___ RECORDS FOR THE TASK

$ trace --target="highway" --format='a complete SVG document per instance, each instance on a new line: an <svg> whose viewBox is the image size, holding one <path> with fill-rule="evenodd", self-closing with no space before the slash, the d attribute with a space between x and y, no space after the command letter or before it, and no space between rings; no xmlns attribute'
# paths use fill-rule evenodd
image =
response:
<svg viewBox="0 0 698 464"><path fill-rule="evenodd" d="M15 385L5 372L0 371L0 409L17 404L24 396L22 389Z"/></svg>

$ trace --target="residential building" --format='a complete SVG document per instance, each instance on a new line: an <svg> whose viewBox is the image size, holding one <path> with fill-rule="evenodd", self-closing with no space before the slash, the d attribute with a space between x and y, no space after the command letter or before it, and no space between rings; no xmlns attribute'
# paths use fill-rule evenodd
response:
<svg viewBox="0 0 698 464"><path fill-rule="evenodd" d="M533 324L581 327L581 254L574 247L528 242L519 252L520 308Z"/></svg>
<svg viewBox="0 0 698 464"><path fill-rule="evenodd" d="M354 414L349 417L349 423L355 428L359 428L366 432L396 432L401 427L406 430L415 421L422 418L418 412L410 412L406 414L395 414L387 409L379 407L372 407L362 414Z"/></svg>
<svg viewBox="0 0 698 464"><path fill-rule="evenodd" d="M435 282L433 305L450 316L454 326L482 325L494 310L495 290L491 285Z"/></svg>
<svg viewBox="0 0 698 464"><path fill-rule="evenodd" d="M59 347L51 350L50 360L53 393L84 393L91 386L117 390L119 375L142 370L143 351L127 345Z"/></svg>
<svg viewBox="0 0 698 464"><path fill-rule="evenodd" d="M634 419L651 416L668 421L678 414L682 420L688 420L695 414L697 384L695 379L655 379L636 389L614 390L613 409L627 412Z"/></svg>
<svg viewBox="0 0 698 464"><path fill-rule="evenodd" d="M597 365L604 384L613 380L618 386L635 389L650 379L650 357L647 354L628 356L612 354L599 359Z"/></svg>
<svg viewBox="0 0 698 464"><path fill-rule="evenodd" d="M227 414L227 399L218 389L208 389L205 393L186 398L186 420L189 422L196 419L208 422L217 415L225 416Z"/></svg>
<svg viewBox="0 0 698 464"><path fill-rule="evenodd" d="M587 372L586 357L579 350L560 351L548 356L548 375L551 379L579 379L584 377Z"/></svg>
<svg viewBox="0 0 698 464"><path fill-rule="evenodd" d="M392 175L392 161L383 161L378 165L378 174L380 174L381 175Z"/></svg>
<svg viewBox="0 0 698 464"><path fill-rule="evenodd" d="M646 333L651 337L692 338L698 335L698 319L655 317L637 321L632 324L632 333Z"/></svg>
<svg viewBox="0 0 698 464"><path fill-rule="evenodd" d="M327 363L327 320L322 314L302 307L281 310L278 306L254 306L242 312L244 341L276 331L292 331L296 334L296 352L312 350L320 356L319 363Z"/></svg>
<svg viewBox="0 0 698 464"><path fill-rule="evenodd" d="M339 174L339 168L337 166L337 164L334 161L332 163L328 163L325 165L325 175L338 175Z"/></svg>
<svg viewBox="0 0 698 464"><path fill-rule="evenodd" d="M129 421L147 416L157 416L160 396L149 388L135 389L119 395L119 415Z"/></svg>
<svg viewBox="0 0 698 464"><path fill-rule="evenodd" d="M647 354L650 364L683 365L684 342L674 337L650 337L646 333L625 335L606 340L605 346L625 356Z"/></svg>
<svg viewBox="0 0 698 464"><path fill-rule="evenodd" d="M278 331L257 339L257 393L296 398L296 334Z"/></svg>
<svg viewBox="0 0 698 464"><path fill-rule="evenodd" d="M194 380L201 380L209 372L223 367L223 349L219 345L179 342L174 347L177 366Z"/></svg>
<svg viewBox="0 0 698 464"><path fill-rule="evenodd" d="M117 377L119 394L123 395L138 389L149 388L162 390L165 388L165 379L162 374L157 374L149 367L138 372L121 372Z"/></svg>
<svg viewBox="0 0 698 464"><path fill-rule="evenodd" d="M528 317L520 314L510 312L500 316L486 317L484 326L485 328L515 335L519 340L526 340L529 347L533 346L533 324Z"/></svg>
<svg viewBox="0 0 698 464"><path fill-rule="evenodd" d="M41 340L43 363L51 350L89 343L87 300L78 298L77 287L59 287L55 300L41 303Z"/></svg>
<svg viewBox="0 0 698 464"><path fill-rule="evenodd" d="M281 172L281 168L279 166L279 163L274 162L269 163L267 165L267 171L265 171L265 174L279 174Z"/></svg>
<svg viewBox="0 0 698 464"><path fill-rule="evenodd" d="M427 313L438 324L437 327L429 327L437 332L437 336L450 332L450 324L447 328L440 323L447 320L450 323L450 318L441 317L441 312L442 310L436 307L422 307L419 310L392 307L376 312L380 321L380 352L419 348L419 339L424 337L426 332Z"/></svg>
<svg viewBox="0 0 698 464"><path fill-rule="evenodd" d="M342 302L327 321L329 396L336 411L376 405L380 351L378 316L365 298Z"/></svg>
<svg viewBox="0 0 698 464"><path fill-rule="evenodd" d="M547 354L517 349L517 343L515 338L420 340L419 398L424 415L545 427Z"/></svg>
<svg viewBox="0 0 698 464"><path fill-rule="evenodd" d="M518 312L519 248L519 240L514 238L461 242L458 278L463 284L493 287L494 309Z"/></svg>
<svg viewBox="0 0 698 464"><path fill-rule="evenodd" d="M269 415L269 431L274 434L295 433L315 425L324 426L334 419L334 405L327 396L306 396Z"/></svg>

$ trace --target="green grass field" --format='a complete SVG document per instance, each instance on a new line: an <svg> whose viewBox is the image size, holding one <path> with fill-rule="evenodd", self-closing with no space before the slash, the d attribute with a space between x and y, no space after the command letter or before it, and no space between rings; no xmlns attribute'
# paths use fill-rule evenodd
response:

______

▶ [THE EXERCISE]:
Starting at the first line of the listing and ending at the line that contains "385L5 372L0 371L0", copy every line word for word, including both of those lines.

▶ [EXERCISE OUTPUT]:
$ trace --target="highway" --format='a complete SVG document per instance, each instance on a new line: an <svg> whose viewBox is the image size, holding one <path> with fill-rule="evenodd", self-closing with no space before the slash, the d attribute with a space between x and y, no space after the command letter or before it, and no space between rings; no xmlns attribute'
# paths use fill-rule evenodd
image =
response:
<svg viewBox="0 0 698 464"><path fill-rule="evenodd" d="M15 385L5 372L0 371L0 409L17 404L24 396L22 389Z"/></svg>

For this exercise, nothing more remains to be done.